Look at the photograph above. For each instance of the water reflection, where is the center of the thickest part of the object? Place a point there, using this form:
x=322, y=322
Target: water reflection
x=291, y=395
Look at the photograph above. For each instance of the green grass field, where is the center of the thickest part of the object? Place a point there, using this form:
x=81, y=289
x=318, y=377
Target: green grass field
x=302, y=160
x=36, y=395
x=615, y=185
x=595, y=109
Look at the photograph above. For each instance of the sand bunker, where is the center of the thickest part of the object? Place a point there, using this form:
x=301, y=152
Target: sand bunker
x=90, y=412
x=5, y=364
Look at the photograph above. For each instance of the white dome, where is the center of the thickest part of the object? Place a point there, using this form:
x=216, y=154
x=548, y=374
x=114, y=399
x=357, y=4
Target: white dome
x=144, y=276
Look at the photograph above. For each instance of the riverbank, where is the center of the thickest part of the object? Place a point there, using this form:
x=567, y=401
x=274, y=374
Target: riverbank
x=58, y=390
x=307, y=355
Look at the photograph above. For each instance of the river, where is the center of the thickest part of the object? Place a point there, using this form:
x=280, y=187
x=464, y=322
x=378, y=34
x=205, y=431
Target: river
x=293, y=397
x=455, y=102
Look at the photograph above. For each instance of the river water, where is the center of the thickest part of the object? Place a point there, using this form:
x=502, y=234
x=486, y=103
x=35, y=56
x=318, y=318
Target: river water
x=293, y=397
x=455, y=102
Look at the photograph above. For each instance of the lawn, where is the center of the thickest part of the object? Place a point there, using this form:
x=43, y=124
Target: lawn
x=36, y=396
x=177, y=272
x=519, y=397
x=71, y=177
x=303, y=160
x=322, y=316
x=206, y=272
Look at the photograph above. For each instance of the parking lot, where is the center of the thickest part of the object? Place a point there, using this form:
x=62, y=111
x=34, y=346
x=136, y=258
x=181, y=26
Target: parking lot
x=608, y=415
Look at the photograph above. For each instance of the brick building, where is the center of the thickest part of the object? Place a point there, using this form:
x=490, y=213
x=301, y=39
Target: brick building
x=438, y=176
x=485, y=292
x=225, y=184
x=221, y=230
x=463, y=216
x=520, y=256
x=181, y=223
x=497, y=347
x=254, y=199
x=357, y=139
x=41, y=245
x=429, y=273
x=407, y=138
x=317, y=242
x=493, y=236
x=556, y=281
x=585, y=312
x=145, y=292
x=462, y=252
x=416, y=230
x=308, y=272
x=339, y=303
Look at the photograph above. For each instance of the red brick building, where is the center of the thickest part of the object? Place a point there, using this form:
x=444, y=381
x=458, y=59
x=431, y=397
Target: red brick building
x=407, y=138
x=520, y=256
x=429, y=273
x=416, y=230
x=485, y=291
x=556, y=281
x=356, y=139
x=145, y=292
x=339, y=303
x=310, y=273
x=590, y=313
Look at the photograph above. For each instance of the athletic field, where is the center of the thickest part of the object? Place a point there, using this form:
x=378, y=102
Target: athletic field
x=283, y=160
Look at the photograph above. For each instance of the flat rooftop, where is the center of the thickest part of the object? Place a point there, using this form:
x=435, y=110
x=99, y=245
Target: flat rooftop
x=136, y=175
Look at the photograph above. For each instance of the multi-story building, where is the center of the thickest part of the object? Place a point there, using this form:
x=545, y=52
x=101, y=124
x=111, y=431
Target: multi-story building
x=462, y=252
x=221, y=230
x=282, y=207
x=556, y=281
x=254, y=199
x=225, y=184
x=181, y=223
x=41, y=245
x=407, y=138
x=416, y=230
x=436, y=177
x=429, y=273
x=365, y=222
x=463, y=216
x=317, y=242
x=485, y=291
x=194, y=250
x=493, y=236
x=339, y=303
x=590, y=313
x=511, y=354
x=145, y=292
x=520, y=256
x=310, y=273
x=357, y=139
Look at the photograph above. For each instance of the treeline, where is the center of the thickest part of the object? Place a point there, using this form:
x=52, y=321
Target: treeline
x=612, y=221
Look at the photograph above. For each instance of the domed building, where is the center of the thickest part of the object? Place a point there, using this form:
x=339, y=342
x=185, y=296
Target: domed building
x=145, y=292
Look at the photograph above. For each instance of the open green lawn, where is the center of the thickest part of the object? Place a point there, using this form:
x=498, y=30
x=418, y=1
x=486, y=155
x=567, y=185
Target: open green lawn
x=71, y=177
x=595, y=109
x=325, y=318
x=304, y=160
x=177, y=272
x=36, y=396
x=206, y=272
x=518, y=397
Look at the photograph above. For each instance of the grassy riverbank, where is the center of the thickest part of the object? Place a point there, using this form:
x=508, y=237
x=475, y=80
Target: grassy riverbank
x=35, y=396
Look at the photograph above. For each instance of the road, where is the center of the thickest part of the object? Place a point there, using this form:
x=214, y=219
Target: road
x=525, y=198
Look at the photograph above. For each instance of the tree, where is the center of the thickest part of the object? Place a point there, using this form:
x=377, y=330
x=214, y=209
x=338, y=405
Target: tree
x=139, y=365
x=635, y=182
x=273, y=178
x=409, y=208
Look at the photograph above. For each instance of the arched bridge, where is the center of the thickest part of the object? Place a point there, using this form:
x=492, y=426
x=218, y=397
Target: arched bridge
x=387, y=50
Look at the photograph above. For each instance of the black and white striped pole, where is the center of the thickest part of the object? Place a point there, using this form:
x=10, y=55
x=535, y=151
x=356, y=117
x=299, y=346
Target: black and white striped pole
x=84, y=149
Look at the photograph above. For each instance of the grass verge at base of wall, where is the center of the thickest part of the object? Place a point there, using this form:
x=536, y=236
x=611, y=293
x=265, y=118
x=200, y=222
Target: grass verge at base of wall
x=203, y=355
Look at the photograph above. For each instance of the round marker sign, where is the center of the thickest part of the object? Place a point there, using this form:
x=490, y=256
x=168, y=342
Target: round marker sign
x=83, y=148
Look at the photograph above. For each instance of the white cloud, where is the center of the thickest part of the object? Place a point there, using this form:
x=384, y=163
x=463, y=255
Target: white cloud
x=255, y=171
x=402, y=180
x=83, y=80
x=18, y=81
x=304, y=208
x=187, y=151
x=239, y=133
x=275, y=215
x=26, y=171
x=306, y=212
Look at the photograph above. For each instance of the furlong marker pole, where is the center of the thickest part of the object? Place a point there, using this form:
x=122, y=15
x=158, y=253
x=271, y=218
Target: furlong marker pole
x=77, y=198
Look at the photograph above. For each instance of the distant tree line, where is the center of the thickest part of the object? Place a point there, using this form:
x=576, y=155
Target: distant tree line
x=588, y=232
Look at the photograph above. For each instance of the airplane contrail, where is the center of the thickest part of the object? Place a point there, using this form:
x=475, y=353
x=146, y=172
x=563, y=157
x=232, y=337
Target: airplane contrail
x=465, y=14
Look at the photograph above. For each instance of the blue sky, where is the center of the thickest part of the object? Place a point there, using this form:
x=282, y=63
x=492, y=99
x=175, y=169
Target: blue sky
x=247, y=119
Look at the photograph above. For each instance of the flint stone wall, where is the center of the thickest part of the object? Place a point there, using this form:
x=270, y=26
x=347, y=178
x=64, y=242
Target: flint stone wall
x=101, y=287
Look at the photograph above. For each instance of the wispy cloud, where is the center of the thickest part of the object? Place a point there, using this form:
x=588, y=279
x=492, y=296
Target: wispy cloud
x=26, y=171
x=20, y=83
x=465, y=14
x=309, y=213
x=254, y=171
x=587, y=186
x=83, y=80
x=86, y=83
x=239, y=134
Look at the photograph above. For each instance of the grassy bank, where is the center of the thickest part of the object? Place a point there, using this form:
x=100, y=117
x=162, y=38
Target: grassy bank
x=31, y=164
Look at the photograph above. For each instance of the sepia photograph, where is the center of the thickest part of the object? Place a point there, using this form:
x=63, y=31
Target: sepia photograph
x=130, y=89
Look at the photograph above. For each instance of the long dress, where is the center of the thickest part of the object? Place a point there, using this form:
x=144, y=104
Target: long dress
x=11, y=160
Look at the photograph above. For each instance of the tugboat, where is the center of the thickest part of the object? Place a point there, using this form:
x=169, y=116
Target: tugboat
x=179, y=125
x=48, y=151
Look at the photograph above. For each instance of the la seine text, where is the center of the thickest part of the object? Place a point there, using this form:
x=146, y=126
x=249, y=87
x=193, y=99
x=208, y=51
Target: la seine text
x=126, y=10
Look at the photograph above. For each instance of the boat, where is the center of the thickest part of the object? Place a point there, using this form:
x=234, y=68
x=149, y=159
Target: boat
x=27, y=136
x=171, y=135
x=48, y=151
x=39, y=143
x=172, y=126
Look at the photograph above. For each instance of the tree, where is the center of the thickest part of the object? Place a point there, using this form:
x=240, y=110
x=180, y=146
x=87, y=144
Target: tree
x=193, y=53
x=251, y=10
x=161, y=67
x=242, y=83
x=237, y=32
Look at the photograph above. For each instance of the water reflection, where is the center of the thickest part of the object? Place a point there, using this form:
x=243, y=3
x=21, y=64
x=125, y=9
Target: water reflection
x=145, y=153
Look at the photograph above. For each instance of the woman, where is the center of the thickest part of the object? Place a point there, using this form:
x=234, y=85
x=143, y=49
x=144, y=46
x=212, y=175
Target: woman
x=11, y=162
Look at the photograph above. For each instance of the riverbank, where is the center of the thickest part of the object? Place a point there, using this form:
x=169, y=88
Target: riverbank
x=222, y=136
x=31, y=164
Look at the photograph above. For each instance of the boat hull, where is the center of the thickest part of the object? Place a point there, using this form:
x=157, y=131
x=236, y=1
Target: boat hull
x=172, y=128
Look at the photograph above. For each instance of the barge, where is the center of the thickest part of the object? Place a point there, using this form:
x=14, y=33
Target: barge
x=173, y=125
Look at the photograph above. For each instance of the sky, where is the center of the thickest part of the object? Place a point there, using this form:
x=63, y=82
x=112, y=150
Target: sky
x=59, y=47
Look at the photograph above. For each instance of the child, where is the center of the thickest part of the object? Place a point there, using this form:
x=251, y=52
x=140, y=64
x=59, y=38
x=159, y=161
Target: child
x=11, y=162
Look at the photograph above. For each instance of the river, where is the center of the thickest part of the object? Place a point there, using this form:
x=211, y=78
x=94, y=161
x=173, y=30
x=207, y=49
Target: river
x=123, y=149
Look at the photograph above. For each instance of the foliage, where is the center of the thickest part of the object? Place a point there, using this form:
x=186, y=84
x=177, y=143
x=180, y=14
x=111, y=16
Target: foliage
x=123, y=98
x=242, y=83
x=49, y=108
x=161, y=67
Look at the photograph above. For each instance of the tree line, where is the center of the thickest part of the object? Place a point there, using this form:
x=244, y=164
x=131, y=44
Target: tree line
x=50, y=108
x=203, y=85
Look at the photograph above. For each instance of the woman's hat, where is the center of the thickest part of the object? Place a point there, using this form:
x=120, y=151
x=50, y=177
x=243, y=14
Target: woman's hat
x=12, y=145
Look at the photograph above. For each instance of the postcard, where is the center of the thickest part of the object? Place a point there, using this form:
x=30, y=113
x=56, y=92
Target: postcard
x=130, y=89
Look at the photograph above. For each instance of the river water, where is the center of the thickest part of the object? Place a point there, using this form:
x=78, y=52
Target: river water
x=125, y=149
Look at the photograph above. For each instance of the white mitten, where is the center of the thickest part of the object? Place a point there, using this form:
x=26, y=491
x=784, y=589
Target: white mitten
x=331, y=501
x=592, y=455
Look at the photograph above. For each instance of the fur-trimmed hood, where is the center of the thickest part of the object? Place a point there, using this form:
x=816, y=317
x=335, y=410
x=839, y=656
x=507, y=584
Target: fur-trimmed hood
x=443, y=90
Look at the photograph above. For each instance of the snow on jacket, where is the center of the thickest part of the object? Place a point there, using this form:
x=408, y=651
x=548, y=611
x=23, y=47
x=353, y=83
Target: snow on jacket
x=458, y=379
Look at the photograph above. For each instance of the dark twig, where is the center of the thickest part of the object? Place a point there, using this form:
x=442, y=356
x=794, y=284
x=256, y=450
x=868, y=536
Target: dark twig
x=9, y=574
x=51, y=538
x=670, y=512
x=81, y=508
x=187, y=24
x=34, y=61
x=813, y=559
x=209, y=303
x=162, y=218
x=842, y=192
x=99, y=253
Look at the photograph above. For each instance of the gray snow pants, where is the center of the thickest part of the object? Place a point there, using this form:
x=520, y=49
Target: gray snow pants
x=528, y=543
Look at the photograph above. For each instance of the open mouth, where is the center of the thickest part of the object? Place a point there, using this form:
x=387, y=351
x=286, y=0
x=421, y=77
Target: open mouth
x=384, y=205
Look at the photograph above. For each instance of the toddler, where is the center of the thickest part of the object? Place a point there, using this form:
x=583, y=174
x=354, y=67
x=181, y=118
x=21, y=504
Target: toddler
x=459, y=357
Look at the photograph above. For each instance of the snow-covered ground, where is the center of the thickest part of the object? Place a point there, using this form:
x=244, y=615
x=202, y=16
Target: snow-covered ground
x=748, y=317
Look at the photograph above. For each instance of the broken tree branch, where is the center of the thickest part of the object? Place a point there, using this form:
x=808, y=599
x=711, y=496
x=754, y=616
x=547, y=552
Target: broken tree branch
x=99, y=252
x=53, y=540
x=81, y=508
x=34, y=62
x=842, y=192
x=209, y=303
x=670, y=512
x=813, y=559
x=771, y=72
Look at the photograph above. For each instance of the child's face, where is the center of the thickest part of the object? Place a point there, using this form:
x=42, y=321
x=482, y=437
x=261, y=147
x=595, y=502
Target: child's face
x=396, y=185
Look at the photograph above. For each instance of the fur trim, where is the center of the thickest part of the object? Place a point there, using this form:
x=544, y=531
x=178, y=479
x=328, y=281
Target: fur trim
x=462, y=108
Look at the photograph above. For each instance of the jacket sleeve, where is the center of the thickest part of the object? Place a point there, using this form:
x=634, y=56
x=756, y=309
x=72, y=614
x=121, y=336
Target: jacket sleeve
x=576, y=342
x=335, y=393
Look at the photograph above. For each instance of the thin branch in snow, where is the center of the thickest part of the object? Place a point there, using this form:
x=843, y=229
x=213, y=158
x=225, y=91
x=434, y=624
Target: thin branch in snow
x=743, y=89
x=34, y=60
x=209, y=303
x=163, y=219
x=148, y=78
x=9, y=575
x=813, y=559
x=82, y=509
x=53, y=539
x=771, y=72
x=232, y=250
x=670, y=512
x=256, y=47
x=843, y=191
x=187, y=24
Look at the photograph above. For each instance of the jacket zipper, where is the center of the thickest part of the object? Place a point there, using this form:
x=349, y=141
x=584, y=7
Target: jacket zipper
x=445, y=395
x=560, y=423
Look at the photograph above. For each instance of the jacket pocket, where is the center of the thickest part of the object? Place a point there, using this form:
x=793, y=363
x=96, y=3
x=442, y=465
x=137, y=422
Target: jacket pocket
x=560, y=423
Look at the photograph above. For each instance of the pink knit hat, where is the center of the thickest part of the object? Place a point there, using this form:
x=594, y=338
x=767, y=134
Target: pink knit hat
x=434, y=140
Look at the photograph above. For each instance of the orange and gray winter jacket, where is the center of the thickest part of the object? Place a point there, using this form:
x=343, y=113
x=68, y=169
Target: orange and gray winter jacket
------------------------------------------------------------
:: Work instructions ::
Write out again everything from the start of the entries down to the line with "x=291, y=395", requests included, and shift each coordinate in the answer points by -71, leaving the requests and their sample points unchanged.

:: Result of this task ::
Look at the photograph above. For each instance of the water reflection, where is the center of the thickest part of the object? Place a point there, using this form:
x=322, y=322
Target: water reflection
x=220, y=324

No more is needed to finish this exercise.